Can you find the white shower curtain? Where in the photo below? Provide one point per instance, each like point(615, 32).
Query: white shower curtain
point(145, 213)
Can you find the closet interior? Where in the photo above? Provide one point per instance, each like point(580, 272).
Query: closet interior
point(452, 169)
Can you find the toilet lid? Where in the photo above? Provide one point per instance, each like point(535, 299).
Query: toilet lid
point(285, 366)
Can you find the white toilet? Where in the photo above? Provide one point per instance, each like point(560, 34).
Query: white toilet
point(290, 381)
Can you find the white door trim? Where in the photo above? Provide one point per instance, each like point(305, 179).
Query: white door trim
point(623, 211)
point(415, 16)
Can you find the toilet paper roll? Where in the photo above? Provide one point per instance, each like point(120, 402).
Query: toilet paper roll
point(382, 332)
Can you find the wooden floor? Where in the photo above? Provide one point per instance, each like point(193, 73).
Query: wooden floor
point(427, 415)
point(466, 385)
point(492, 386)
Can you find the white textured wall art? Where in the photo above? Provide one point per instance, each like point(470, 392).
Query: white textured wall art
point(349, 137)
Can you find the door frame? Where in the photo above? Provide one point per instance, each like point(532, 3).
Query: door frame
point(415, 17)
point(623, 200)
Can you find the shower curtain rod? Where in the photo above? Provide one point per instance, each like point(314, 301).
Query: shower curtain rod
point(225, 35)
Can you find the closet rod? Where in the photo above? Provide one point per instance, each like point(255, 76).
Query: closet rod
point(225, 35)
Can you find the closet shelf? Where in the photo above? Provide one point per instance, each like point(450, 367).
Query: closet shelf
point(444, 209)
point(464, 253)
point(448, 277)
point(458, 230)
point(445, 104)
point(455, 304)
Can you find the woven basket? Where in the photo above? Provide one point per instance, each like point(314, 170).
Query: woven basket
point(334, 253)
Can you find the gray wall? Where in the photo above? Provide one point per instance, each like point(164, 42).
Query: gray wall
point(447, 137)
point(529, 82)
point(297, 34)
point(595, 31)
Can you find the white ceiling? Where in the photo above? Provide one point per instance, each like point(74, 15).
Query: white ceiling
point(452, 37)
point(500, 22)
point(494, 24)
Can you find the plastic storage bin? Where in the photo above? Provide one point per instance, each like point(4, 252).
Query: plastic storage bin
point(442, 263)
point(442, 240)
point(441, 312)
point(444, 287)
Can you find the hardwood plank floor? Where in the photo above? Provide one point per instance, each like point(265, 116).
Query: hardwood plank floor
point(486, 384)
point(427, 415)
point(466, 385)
++++
• REQUIREMENT: All of the data above should be reproduced exactly, with nothing missing.

• EXPECTED ANSWER:
Can you find the white shower curtain? Where in the photo below? Provide one point per instance, each like point(615, 32).
Query: white shower curtain
point(145, 213)
Can you find the closet interior? Where in the photo above? Provide one point per instance, each like point(580, 272).
Query: closet interior
point(452, 169)
Can you find the toilet lid? Where in the photo above? Provide one point per instance, each like point(535, 299).
Query: toilet lid
point(285, 366)
Can you find the white toilet? Where in the photo above? Provide one point per instance, each like point(560, 34).
Query: white toilet
point(290, 381)
Can you find the white door trim? Where in the photo above? Provide one point per instance, each like point(305, 179).
Query: white door trim
point(623, 211)
point(415, 16)
Can you find the toilet paper roll? Where in the photo above? Provide one point per instance, each like point(120, 402).
Query: toilet paper roll
point(382, 332)
Can you find the wooden floor? Where in the photo above? Provide one point per instance, each like point(193, 73).
Query: wooden floor
point(427, 415)
point(466, 385)
point(492, 386)
Can you find the white textured wall art? Where in the photo above? Provide one point per instance, each like point(470, 392).
Query: white textured wall art
point(349, 137)
Can you find the door frame? Where in the photo above? Provide one point per instance, each like point(532, 3).
Query: door frame
point(415, 17)
point(623, 200)
Can you find the shower curtain rod? Where in the photo above? Provide one point per instance, each like point(314, 301).
Query: shower curtain rod
point(225, 35)
Can you find the closet rod? Where in the photo above? Provide one point per instance, each like point(255, 76).
Query: closet rod
point(225, 35)
Can you find the closet shelf? Where in the photo above? Provide one point per instance, each like point(450, 367).
Query: closet shelf
point(444, 209)
point(464, 253)
point(448, 277)
point(458, 230)
point(445, 104)
point(455, 304)
Can you find the woven basket? Where in the photo above? Provide one point per instance, each like point(314, 170).
Query: woven basket
point(334, 253)
Can you find the gray wall? Where in the photo above? Provide one point per instance, each like point(164, 42).
Query: gray wall
point(447, 137)
point(529, 82)
point(297, 34)
point(595, 31)
Can you find the white ceiling? Where in the photo above? Provide one point per instance, each like point(74, 15).
Query: white ceiling
point(452, 37)
point(500, 22)
point(494, 24)
Can you find the plastic storage bin? Where in the photo above? Provide one point per instance, each like point(4, 252).
Query: plastic storage bin
point(442, 263)
point(442, 240)
point(441, 312)
point(444, 287)
Can you find the hardwood plank floor? Where in the photo above? Provide one point per instance, each like point(265, 116).
Query: hardwood plank floor
point(486, 384)
point(427, 415)
point(466, 385)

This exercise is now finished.